Problem: Substitute "whole-number pixel coordinates" for every "integer pixel values" in the material below and copy it out with nothing else changed. Leave the pictures out of your copy.

Exercise inputs:

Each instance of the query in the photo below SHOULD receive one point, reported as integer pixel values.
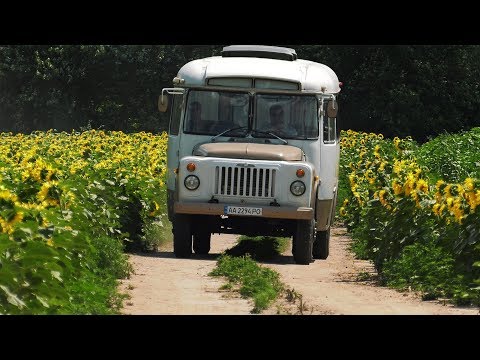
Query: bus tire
(201, 242)
(182, 236)
(303, 241)
(321, 245)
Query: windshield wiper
(271, 134)
(227, 131)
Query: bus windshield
(211, 112)
(288, 116)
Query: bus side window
(329, 130)
(175, 115)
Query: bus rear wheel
(321, 245)
(201, 242)
(182, 236)
(303, 241)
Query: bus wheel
(201, 242)
(302, 241)
(321, 245)
(182, 236)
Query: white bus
(253, 149)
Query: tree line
(397, 90)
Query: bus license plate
(242, 210)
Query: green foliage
(258, 282)
(66, 87)
(397, 90)
(452, 157)
(66, 214)
(419, 230)
(426, 267)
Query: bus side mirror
(163, 103)
(332, 109)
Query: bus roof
(312, 76)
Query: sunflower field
(69, 205)
(414, 210)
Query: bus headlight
(297, 188)
(191, 182)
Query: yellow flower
(422, 185)
(469, 184)
(436, 209)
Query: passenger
(277, 121)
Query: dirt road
(163, 284)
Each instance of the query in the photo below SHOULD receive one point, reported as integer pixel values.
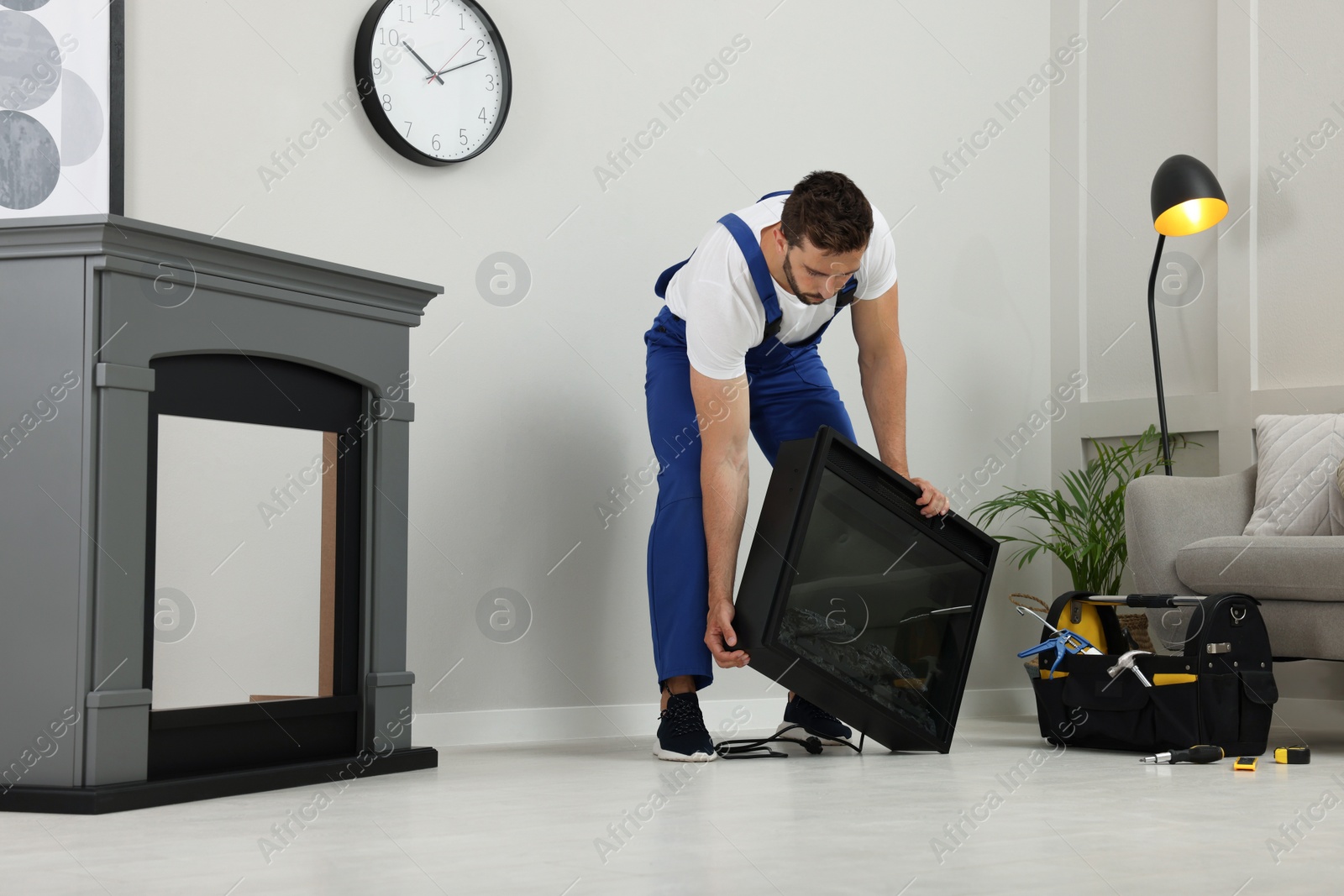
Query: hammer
(1126, 661)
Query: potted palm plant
(1086, 521)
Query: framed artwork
(62, 97)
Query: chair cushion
(1294, 490)
(1284, 567)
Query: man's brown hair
(831, 211)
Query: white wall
(551, 389)
(1233, 82)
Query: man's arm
(882, 367)
(722, 407)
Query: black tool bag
(1221, 691)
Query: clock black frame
(366, 85)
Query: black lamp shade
(1186, 197)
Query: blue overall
(790, 396)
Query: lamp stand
(1158, 362)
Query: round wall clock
(434, 78)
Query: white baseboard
(1310, 715)
(723, 718)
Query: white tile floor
(528, 819)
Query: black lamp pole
(1186, 199)
(1158, 359)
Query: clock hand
(450, 58)
(454, 69)
(428, 67)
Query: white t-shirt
(723, 316)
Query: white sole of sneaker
(796, 732)
(680, 757)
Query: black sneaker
(682, 732)
(815, 720)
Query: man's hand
(932, 503)
(718, 631)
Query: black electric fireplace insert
(858, 602)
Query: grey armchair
(1184, 537)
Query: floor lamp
(1186, 201)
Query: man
(736, 348)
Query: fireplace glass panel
(245, 557)
(880, 606)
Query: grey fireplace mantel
(87, 305)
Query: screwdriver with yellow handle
(1200, 755)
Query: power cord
(759, 748)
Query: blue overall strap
(759, 270)
(660, 288)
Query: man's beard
(813, 298)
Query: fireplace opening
(253, 625)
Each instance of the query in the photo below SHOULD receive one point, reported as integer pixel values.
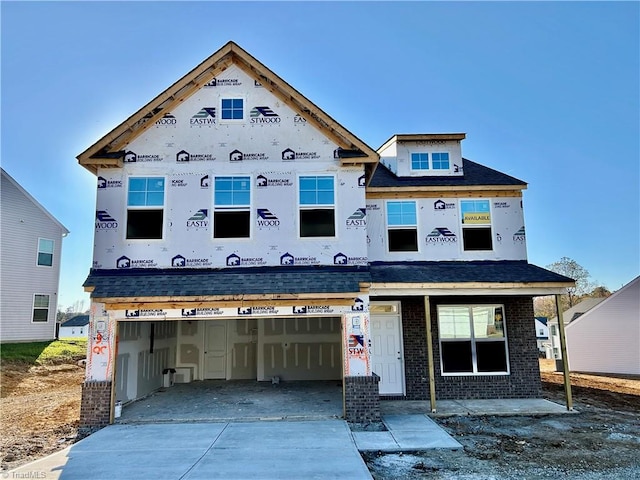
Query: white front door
(215, 350)
(386, 345)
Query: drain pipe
(563, 353)
(432, 375)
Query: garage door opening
(243, 368)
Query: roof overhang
(451, 191)
(467, 289)
(108, 152)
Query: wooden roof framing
(108, 151)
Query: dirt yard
(39, 410)
(40, 406)
(602, 441)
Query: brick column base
(362, 399)
(95, 407)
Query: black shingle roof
(77, 321)
(505, 271)
(474, 175)
(245, 281)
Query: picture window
(40, 308)
(317, 206)
(145, 212)
(232, 207)
(472, 339)
(402, 226)
(45, 252)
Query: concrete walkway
(322, 449)
(404, 433)
(248, 450)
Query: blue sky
(548, 92)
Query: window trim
(470, 226)
(474, 355)
(233, 120)
(433, 166)
(428, 154)
(400, 227)
(317, 206)
(430, 168)
(162, 207)
(38, 252)
(232, 208)
(33, 307)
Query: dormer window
(419, 161)
(232, 109)
(438, 161)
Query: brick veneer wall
(361, 399)
(524, 379)
(95, 406)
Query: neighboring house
(242, 233)
(542, 337)
(30, 246)
(569, 316)
(76, 327)
(606, 339)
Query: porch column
(96, 403)
(563, 353)
(361, 394)
(432, 375)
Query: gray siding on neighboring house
(606, 339)
(23, 222)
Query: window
(45, 252)
(472, 339)
(40, 308)
(232, 109)
(145, 202)
(476, 225)
(232, 207)
(317, 207)
(440, 161)
(419, 161)
(402, 226)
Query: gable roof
(77, 321)
(108, 151)
(611, 299)
(10, 179)
(475, 175)
(577, 310)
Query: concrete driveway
(243, 450)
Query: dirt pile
(40, 409)
(602, 441)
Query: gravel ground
(602, 441)
(40, 410)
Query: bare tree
(572, 269)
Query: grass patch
(44, 353)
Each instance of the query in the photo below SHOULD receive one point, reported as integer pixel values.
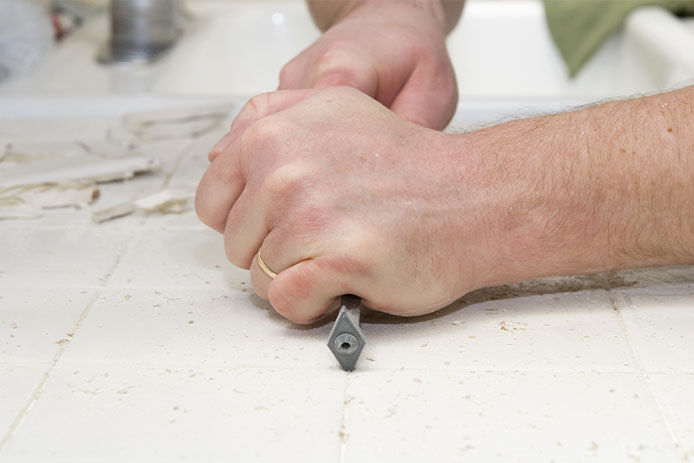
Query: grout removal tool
(346, 339)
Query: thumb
(305, 291)
(428, 98)
(257, 108)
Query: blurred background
(502, 51)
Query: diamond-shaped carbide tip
(346, 339)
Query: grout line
(38, 390)
(344, 421)
(642, 369)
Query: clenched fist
(341, 196)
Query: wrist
(599, 189)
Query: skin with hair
(343, 195)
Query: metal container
(141, 29)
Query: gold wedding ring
(265, 268)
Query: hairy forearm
(326, 12)
(602, 188)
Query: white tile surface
(178, 258)
(104, 412)
(660, 323)
(674, 392)
(503, 416)
(176, 359)
(195, 328)
(552, 332)
(50, 258)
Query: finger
(258, 107)
(333, 68)
(305, 291)
(246, 227)
(218, 190)
(429, 97)
(281, 249)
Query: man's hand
(344, 196)
(393, 50)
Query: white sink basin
(502, 52)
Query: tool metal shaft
(346, 339)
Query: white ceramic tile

The answer:
Each instance of the query in the photo below SHOULD receive one point, reported as whole-number pixel coordinates.
Query: bus tire
(201, 242)
(182, 236)
(303, 241)
(321, 245)
Query: windshield wiper
(271, 134)
(227, 131)
Query: bus windshield
(211, 112)
(288, 116)
Query: bus side window
(329, 130)
(175, 115)
Query: bus rear wheel
(321, 245)
(201, 242)
(182, 236)
(303, 241)
Query: bus wheel
(201, 242)
(302, 241)
(321, 245)
(182, 236)
Query: white bus
(253, 149)
Query: tree line
(397, 90)
Query: bus license plate
(242, 210)
Query: green foliage
(258, 282)
(66, 87)
(397, 90)
(452, 157)
(66, 214)
(419, 230)
(426, 267)
Query: bus side mirror
(163, 103)
(332, 109)
Query: bus roof
(312, 76)
Query: sunflower field
(69, 205)
(414, 210)
Query: bus headlight
(297, 188)
(191, 182)
Query: yellow flower
(422, 185)
(469, 184)
(436, 209)
Query: passenger
(277, 121)
Query: dirt road
(163, 284)
Each instance of the query in the photo below SHOULD receive one point, reported as whole-number pixel coordinates.
Query: hammer
(1126, 661)
Query: potted palm plant
(1086, 521)
Query: framed artwork
(62, 97)
Query: chair cushion
(1294, 490)
(1284, 567)
Query: man's brown hair
(831, 211)
Query: white wall
(551, 389)
(1233, 82)
Query: man's arm
(882, 367)
(722, 407)
Query: black tool bag
(1221, 691)
Query: clock black frame
(366, 85)
Query: black lamp shade
(1186, 197)
Query: blue overall
(790, 396)
Query: lamp stand
(1158, 362)
Query: round wall clock
(434, 78)
Query: white baseboard
(1310, 715)
(723, 718)
Query: white tile floor
(528, 819)
Query: black lamp pole
(1186, 199)
(1158, 359)
Query: clock hand
(450, 58)
(454, 69)
(428, 67)
Query: white t-shirt
(723, 316)
Query: white sole of sneaker
(796, 732)
(680, 757)
Query: black sneaker
(682, 732)
(815, 720)
Query: man's hand
(932, 503)
(718, 631)
Query: black electric fireplace insert
(858, 602)
Query: grey armchair
(1184, 537)
Query: floor lamp
(1186, 201)
Query: man
(736, 348)
Query: fireplace glass panel
(245, 557)
(880, 606)
Query: grey fireplace mantel
(87, 305)
Query: screwdriver with yellow handle
(1200, 755)
Query: power cord
(759, 748)
Query: blue overall strap
(759, 270)
(660, 288)
Query: man's beard
(813, 298)
Query: fireplace opening
(253, 625)
Each instance of the query in the photo below SHOULD receive one point, reported as whole-number pixel coordinates.
Query: white front door
(215, 350)
(386, 345)
Query: drain pipe
(563, 353)
(432, 375)
Query: garage door opening
(243, 368)
Query: roof overhang
(451, 191)
(467, 289)
(108, 152)
Query: wooden roof framing
(108, 151)
Query: dirt yard
(39, 410)
(40, 406)
(602, 441)
Query: brick column base
(362, 399)
(95, 407)
Query: black shingle roof
(77, 321)
(505, 271)
(474, 175)
(245, 281)
Query: picture window
(40, 308)
(317, 206)
(145, 212)
(232, 207)
(472, 339)
(402, 226)
(45, 252)
Query: concrete walkway
(322, 449)
(404, 433)
(248, 450)
Query: blue sky
(548, 92)
Query: window trim
(470, 226)
(474, 355)
(233, 120)
(433, 166)
(428, 154)
(400, 227)
(317, 206)
(430, 168)
(162, 207)
(38, 252)
(232, 208)
(33, 307)
Query: dormer window
(419, 161)
(232, 109)
(438, 161)
Query: brick veneer wall
(361, 399)
(524, 379)
(95, 406)
Query: neighboring house
(242, 233)
(542, 337)
(30, 246)
(569, 316)
(76, 327)
(606, 339)
Query: porch column
(96, 403)
(563, 353)
(361, 394)
(432, 375)
Query: gray siding on neighboring house
(606, 339)
(23, 222)
Query: window
(45, 252)
(472, 339)
(40, 308)
(232, 109)
(145, 202)
(476, 225)
(232, 207)
(317, 207)
(440, 161)
(419, 161)
(402, 226)
Query: gable roof
(77, 321)
(108, 151)
(611, 299)
(10, 179)
(475, 175)
(577, 310)
Query: concrete driveway
(243, 450)
Query: dirt pile
(40, 409)
(602, 441)
Query: gravel ground
(602, 441)
(40, 410)
Query: bare tree
(572, 269)
Query: grass patch
(44, 353)
Each instance of the query in the photo below SHOULD receive one point, reported as whole-number pixel coordinates.
Query: grout removal tool
(346, 339)
Query: thumb
(305, 291)
(428, 98)
(257, 108)
Query: blurred background
(502, 51)
Query: diamond-shaped carbide tip
(346, 339)
Query: grout line
(38, 390)
(344, 421)
(642, 369)
Query: clenched fist
(341, 196)
Query: wrist
(599, 189)
Query: skin with hair
(343, 195)
Query: metal container
(141, 29)
Query: gold wedding ring
(265, 268)
Query: hairy forearm
(326, 12)
(602, 188)
Query: white tile surface
(178, 258)
(104, 412)
(660, 323)
(674, 392)
(503, 416)
(176, 359)
(195, 328)
(552, 332)
(50, 258)
Query: finger
(258, 107)
(333, 68)
(305, 291)
(246, 227)
(218, 190)
(429, 97)
(281, 249)
Query: man's hand
(344, 196)
(393, 50)
Query: white sink basin
(502, 52)
Query: tool metal shaft
(346, 339)
Query: white ceramic tile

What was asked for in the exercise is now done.